● **Source passage**:
--------
But what he and so many of the others ignore is that concessions which might be unacceptable if they were part of the final settlement may be tolerable – and even welcomed – if they were part of an interim settlement which paved the way to a stable long-term solution.

The degree to which we would be prepared to accept concessions would doubtless depend on the nature and attractiveness of the end game. But it is not unreasonable to posit that the more attractive it is, the more we are prepared to concede in order to attain it.

Ironically, within Flexcit we have long held that an option which keeps us in the EEA and thus the Single Market for the short-term is the best we can hope for. Our longer-term aim is the abolition of the EEA as we know it, with the reconstitution of the Single Market under different management, with the headquarters moved out of Brussels to Geneva.

Doubts about the practicality of this come mainly from people who have not read (or understood) Flexcit and, amongst that sub-group, there are many who dispute that the idea is at all practicable, couched in terms of the EU never permitting it.

Yet, entirely of its own volition, Brussels has ceded legislative authority over vehicle construction and safety, and on vegetable and fruit marketing standards, and is now a law-taker in these spheres. It has not made new laws here for many years.

Add to this the WTO TBT and SPS agreements, and the Vienna and Dresden agreements on standards, and we see that much more of the Single Market acquis has been ceded to regional and global organisations – to say nothing of the global nature of financial services legislation.
--------
● **Things to do**:
A. List every agreement that the Flexcit passage names in its final paragraph.
B. Resume the Flexcit passage after its last sentence, following the same line of argument.

[Saved entries]
--------
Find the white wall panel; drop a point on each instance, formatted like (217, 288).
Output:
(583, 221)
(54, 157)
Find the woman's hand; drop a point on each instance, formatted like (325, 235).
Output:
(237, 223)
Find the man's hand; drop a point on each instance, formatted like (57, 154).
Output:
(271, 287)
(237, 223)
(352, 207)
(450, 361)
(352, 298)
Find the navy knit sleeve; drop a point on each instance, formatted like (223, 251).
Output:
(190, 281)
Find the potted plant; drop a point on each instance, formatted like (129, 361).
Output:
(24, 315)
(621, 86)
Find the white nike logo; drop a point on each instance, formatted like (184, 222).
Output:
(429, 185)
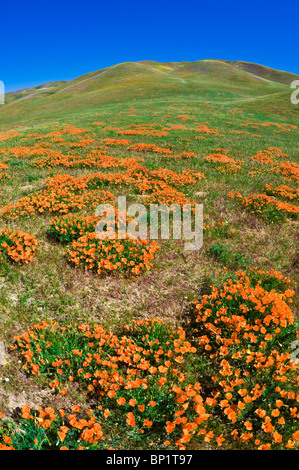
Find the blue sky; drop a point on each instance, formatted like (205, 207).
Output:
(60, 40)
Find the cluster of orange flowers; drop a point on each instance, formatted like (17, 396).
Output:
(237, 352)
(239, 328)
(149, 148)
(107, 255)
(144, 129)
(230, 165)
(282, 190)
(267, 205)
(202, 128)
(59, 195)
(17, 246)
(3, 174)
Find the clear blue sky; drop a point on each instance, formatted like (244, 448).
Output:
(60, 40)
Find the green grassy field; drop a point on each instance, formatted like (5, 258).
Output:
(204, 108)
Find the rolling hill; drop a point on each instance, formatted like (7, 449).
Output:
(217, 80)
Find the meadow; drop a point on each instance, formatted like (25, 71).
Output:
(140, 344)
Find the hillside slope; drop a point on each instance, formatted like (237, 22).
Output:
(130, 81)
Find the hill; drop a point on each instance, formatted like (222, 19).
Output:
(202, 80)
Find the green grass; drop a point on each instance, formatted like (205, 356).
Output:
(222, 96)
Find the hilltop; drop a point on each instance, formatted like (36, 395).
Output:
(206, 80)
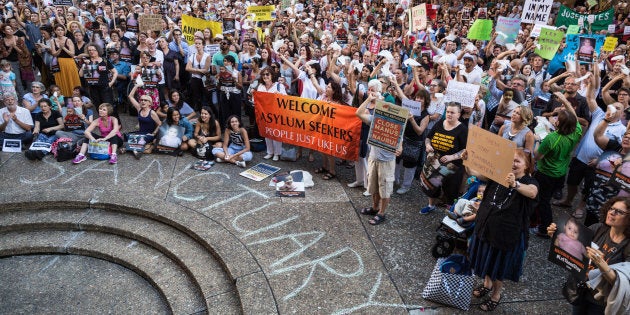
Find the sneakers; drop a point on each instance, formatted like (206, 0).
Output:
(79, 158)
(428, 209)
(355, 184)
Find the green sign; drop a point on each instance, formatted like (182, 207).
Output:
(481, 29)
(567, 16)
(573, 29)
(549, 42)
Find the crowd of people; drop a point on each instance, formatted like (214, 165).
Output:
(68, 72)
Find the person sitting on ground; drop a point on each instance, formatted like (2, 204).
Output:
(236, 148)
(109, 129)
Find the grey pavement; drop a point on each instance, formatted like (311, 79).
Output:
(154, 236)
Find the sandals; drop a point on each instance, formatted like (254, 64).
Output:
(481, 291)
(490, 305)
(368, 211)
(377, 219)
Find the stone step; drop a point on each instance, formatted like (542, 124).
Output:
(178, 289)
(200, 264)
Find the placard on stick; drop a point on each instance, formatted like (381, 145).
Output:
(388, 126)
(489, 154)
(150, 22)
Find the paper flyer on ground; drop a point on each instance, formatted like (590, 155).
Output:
--------
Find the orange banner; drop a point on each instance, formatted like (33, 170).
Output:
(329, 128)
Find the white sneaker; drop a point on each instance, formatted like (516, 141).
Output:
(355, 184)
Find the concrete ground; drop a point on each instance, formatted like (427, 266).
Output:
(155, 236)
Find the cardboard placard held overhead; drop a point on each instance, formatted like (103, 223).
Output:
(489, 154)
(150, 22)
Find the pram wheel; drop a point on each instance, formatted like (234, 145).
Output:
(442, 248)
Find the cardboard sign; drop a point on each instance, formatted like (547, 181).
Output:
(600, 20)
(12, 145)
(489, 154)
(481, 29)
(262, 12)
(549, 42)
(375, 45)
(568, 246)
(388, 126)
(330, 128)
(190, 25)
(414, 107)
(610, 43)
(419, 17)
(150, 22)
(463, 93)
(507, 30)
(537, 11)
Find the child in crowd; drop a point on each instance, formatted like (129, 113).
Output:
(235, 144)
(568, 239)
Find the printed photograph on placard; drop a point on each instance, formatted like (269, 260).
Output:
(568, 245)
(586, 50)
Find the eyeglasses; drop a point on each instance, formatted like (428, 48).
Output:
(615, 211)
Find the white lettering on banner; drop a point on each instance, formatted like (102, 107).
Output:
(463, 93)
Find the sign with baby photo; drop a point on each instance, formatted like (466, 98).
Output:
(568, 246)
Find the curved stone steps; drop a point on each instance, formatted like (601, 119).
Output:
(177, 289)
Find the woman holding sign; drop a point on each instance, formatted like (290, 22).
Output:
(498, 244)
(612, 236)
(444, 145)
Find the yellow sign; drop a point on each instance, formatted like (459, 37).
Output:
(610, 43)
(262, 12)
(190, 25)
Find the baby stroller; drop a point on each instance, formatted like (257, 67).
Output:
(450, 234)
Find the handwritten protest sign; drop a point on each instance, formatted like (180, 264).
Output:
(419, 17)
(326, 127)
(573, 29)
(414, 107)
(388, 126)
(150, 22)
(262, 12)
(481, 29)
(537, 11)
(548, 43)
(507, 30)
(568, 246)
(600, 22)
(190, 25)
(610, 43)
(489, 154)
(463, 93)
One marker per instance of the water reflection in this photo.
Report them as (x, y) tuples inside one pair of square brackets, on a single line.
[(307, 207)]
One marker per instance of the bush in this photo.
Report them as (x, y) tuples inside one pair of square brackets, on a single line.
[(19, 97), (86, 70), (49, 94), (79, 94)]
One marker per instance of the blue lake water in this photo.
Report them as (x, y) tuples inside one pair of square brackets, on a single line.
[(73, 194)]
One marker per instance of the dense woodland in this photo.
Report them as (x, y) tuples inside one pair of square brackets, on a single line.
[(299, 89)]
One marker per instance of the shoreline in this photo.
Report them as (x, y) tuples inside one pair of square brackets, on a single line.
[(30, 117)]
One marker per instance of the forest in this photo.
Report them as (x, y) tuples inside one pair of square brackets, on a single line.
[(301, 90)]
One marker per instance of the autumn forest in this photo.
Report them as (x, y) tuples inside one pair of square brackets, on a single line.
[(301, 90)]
--------
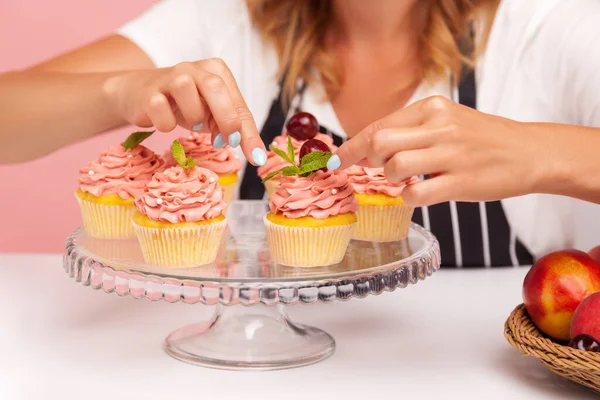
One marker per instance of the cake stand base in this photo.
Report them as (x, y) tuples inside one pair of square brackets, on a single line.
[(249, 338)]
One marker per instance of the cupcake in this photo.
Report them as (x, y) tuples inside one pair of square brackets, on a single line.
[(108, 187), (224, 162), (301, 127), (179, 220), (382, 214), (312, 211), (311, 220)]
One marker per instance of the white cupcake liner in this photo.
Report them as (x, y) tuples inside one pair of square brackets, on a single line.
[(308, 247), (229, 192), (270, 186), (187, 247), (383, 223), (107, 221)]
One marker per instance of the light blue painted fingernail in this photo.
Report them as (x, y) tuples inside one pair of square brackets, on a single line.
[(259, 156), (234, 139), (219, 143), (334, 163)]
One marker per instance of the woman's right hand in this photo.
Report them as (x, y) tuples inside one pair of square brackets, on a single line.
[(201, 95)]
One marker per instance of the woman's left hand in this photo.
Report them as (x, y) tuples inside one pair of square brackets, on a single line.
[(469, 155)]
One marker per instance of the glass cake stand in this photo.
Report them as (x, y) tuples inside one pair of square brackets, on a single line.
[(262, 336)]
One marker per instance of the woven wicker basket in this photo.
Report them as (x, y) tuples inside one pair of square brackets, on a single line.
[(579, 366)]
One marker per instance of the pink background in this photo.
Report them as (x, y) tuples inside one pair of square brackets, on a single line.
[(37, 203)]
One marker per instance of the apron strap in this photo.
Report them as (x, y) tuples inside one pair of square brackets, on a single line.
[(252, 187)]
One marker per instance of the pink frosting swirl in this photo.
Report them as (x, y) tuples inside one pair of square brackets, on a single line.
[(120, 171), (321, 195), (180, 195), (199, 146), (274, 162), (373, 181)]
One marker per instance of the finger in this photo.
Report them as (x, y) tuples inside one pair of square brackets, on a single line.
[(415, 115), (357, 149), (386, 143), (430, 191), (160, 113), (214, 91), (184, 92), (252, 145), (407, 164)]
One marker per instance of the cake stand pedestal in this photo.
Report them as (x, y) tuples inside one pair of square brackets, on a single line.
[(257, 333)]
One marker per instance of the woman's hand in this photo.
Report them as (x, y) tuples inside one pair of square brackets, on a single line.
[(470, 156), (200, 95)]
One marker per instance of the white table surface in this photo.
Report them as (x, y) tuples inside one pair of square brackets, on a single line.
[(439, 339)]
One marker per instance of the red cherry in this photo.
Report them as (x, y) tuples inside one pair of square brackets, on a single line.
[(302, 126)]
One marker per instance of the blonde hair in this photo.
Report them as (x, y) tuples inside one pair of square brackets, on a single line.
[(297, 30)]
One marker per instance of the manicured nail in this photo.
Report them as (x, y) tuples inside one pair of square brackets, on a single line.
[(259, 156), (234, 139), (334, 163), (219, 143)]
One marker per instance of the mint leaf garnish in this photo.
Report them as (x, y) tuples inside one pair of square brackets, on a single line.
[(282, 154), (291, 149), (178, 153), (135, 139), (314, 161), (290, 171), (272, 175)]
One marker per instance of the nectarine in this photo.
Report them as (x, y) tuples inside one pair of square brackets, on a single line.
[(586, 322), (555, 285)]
--------
● **Answers to the exercises**:
A.
- WTO TBT agreement
- WTO SPS agreement
- Vienna agreement on standards
- Dresden agreement on standards

B.
Totally under the horizon, we have also seen the emergence of a systematic process for standard-setting, via UNECE's WP.6, which has the support of the EU and the participation of all EU Member States. For a post-Brexit UK, this would be the obvious – and effective – forum for cooperation on standards setting, keeping the UK full in the loop on developing the Single Market.

Such matters, though, are totally above the "pay grade" of the average journalist, most of whom are still wittering about the "loss of influence" and "fax law" if we take the EEA option. The idea that Norway could actually have more influence, rather than less influence outside the EU, is totally beyond their grasp.

Eventually, we suppose, some of them will catch up – but the process is painfully slow. Issues we were writing about three years ago have still to be settled by the legacy media and many of the politicians, who seem stuck in their own laborious version of Groundhog day. At least, in the film, the loop came to an end. There is no certainty that it will do so in real life.

Perversely, we see in The Times Matthew Parris complaining that: "The British disease is now rank ineptitude", writing that, "whatever the trade or profession it seems to be considered bad form to root out the stupid and the incompetent". Significantly, though, he does not include journalism in his list of failing trades.

Then we get the likes of Nigel Jones in the Telegraph telling us that the Leave majority in the Conservative party should set aside their differences with Ukip, and working with Ukip's new leader Paul Nuttall to mount a grassroots campaign to press the Government in the direction of the EU's exit door, with a view to achieving a "clean break".

Clearly, Jones has not noticed that there is not a fag paper between the position of the Tory Right and Nuttall's Ukip, which now has Gerard Batten for its Brexit spokesman calling to ditch Article 50 and repeal the European Communities Act – exactly the stance taken by John Redwood.

As we begin to see in Nuttall another of those Walter-Mitty figures with extremely ambiguous CVs, one would have thought the best option for the Conservatives would be to put as much distance between them and Ukip as they possibly could.

Little did we think for all those many years when we have been dreaming of leaving the EU that, when the great event finally came, the driving force would be the incompetence of the major players – from ministers who don't know the basics, to MPs locked in their private miasmas of ignorance, and a legacy media which inhabits a different planet.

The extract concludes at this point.